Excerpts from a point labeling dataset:
*****
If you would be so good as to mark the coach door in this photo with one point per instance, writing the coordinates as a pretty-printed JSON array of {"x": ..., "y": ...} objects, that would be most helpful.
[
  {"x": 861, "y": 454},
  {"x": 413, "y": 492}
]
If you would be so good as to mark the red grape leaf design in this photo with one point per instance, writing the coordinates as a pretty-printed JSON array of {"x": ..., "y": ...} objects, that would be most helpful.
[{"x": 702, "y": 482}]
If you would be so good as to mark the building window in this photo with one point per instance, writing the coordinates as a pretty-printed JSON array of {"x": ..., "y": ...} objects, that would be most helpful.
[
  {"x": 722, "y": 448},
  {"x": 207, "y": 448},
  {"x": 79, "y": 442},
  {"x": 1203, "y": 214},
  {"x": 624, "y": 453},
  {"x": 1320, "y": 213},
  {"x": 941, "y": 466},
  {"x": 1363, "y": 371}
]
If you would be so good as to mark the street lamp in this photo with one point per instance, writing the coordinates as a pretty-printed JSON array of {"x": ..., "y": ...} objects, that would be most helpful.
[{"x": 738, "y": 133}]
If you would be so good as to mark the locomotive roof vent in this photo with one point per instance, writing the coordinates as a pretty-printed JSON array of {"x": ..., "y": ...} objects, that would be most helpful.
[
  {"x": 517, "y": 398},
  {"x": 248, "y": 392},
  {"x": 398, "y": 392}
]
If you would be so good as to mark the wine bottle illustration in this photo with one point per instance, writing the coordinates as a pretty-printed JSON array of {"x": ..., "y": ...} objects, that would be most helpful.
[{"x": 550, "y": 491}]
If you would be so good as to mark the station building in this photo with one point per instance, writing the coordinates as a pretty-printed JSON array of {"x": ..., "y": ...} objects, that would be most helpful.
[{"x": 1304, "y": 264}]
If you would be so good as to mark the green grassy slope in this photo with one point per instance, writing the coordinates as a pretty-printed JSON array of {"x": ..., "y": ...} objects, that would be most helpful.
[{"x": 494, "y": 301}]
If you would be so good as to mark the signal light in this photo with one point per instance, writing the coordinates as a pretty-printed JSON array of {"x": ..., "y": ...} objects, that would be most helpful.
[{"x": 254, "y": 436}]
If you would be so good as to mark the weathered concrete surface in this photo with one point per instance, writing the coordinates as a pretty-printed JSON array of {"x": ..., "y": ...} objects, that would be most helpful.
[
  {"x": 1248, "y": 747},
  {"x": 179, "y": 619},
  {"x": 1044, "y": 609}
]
*****
What you are asked to do: Copy out all of the records above word for word, changing nothing.

Answer:
If you would be so good as to mark the coach door in this photo with one point per instance, writing the coordinates as a pretty-printed JSON array of {"x": ..., "y": ...} objects, that would be most helpful.
[
  {"x": 861, "y": 454},
  {"x": 413, "y": 492}
]
If you would be so good as to mark the red grape leaf design in this photo with one point per instance, writing the coordinates as a pretty-printed JSON array of {"x": ..., "y": ...} objects, that would be most helpful.
[{"x": 702, "y": 482}]
If you would be so good as to mark the building window in this photo with one point per instance, writing the coordinates as a pretty-printed JSON array of {"x": ..., "y": ...} objects, that would be most helpful.
[
  {"x": 722, "y": 448},
  {"x": 207, "y": 448},
  {"x": 79, "y": 442},
  {"x": 1203, "y": 214},
  {"x": 624, "y": 453},
  {"x": 1320, "y": 213},
  {"x": 941, "y": 466},
  {"x": 1363, "y": 371}
]
If you would be so good as to mark the street lamp in this photo with one point per instance, writing the coordinates as a pretty-printed JSON array of {"x": ..., "y": ...} objects, that would be most helpful.
[{"x": 738, "y": 133}]
If you would be so good as to mark the locomotive roof vent in this photo with one point per instance, writing the coordinates as a pretty-printed JSON array of {"x": ..., "y": ...} objects, that would be most helpful.
[
  {"x": 517, "y": 398},
  {"x": 248, "y": 392},
  {"x": 398, "y": 392}
]
If you would be so good as to mark the wine bottle illustration in this photo with one point per instance, writing the coordinates as a pretty-printed JSON array of {"x": ..., "y": ...} objects, that would be most helpful.
[{"x": 550, "y": 491}]
If you would be so good as to mark the station building in this photo with one point per instance, writing the coordinates as a pretty-printed JSON array of {"x": ..., "y": ...} objects, that would be most helpful.
[{"x": 1304, "y": 264}]
If you would be so good as to mark the green grassy slope in this photo with one point per instance, writing the coordinates as a pretty-printed JSON array of {"x": ..., "y": ...} objects, that would be most helpful.
[{"x": 494, "y": 301}]
If you would be so good as to mark the signal light in this photo with one point per instance, writing the coordinates as a pretty-printed JSON array of {"x": ..., "y": ...} objects, that would be most helpful.
[{"x": 254, "y": 436}]
If you would be so good as to mark the weathered concrete surface in this photo with one point per instance, writing the coordinates as a pretty-printed JSON array of {"x": ..., "y": ...} objects, that would be most helpful.
[
  {"x": 1248, "y": 747},
  {"x": 179, "y": 619},
  {"x": 1044, "y": 609}
]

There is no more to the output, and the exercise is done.